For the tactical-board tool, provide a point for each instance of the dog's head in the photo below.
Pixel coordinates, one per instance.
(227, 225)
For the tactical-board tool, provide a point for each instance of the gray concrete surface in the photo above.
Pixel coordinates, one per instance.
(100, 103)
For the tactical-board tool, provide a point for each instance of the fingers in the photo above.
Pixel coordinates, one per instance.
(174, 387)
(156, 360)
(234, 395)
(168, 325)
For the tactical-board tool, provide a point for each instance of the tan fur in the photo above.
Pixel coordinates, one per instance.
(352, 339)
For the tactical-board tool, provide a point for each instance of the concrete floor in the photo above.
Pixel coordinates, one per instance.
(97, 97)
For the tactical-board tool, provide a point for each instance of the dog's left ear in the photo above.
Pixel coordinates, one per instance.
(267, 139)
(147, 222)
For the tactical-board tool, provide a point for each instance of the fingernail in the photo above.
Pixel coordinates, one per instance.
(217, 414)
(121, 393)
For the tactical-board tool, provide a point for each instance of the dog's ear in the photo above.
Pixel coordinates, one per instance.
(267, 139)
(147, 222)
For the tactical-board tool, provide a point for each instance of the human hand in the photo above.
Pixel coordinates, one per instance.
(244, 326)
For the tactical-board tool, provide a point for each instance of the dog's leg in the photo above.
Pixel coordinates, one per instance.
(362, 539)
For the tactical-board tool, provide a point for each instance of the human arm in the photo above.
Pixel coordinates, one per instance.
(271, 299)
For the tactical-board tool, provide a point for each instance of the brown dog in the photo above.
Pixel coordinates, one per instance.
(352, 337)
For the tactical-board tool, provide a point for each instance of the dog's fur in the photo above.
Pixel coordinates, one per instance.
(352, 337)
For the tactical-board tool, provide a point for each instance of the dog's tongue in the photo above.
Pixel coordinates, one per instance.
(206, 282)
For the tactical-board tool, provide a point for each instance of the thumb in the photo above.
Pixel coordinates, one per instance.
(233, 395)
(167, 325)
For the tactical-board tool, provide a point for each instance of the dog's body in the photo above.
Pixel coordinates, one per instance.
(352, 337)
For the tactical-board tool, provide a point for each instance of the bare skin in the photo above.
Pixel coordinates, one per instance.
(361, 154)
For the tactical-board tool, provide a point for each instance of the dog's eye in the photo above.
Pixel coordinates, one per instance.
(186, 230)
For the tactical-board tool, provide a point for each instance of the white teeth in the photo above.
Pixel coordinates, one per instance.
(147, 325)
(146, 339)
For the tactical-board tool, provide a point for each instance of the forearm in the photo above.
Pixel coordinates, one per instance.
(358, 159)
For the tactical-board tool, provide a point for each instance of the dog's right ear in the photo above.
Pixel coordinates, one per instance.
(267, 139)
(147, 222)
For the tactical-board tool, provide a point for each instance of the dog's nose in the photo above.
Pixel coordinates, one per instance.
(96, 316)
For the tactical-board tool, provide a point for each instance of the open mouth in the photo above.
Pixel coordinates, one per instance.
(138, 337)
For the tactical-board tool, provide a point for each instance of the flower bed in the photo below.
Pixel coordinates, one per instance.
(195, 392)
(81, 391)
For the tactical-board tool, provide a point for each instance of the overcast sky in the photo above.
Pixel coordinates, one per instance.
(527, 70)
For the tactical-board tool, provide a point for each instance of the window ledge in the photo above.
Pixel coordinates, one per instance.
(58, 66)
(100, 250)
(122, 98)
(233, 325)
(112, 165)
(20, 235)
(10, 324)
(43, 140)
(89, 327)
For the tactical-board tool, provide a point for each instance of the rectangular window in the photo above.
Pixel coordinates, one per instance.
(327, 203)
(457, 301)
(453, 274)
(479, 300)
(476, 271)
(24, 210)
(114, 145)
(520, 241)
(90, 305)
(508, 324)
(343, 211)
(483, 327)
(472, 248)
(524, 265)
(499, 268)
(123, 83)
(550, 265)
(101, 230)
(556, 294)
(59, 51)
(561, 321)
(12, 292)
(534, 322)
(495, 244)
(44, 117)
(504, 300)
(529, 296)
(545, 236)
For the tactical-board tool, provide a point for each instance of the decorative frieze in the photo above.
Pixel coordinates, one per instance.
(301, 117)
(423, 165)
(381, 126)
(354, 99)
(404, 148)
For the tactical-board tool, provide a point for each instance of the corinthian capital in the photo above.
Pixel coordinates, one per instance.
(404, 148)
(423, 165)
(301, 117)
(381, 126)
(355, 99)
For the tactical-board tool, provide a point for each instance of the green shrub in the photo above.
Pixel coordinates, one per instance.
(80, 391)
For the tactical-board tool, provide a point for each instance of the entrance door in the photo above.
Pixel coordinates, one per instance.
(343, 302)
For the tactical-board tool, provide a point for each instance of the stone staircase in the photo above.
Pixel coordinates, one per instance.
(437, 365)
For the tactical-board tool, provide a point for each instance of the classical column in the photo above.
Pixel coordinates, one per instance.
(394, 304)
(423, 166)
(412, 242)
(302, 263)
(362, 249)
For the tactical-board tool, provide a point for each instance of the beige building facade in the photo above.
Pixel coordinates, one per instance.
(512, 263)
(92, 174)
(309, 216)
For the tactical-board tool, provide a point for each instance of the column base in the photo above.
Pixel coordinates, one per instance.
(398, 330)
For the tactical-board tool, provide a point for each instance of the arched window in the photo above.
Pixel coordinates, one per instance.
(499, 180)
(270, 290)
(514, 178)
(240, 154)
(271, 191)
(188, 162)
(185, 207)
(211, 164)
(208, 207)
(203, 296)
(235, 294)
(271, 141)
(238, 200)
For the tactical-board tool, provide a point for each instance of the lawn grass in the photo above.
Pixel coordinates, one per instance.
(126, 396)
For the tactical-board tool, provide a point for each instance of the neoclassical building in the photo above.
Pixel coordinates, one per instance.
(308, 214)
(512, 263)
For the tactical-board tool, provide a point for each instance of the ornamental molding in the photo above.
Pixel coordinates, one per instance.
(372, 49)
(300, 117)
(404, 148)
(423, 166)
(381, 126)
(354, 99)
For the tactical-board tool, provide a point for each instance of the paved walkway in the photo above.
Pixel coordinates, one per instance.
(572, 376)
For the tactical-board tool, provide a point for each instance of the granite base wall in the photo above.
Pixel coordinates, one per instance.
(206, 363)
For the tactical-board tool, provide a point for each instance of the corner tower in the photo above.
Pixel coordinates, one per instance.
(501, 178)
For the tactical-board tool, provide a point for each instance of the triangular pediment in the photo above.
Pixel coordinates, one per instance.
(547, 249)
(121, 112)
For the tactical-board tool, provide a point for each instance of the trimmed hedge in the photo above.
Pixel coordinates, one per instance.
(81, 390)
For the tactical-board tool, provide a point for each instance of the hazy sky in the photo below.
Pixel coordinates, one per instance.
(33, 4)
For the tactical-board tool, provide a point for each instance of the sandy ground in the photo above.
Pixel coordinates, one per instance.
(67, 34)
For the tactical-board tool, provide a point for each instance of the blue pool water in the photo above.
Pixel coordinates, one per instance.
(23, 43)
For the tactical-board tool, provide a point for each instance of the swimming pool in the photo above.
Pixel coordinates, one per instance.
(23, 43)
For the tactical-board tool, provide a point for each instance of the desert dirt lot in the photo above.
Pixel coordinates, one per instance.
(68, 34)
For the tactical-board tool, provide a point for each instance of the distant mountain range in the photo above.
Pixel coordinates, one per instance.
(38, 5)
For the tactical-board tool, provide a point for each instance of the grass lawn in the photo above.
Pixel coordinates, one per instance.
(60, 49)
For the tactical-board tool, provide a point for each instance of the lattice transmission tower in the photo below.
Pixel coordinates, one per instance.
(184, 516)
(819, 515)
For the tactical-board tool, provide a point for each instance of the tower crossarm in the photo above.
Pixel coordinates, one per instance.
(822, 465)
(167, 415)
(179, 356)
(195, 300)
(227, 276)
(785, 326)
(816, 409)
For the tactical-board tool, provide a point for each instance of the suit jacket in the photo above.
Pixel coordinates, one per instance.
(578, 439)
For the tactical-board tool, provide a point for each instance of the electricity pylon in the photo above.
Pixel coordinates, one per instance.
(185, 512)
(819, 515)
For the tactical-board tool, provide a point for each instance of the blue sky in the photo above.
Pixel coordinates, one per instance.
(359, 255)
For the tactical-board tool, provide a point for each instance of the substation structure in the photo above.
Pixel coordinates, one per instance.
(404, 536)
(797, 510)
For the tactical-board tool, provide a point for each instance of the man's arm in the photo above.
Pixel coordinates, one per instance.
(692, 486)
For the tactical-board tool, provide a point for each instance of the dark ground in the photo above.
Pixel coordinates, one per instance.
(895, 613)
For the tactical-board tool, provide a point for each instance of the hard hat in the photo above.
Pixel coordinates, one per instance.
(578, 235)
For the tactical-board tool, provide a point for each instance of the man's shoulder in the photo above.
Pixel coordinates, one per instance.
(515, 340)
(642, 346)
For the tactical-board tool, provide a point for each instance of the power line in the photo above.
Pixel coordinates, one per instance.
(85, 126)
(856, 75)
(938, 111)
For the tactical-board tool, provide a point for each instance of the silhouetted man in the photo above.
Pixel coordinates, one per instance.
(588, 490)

WHAT THIS TASK INVOLVES:
Return, unchanged, each line from the line containing "blue sky in the photo above." through the last line of the material.

THE SOLUTION:
For the tactical-board tool, provide a point for each instance of the blue sky in the photo above.
Pixel coordinates, one per instance.
(359, 255)
For the tactical-board tool, provide a point for each instance of the substation structure in the photo above.
Pixel coordinates, one per instance.
(404, 536)
(797, 510)
For the tactical-board tool, provide a point for each instance of the man's arm in the photo above.
Pixel coordinates, one per instance.
(692, 486)
For the tactical-board tool, provide a point for each instance of the dark ground in the photo above.
Pixel coordinates, one per instance.
(895, 613)
For the tactical-board tool, provide a point for each instance of the hard hat in the photo above.
Pixel coordinates, one per instance.
(578, 235)
For the tactical-board tool, provide a point for each instance of the man's shoulder in the photo above.
Pixel coordinates, one per instance.
(515, 340)
(642, 346)
For the tactical-board tool, provide a point for each instance of the power line in the photo above.
Pixel coordinates, one per instance.
(85, 126)
(856, 75)
(938, 111)
For the tactical-board tool, provide a point for each instance of the silhouetted man in the photo above.
Pixel coordinates, one per instance.
(588, 490)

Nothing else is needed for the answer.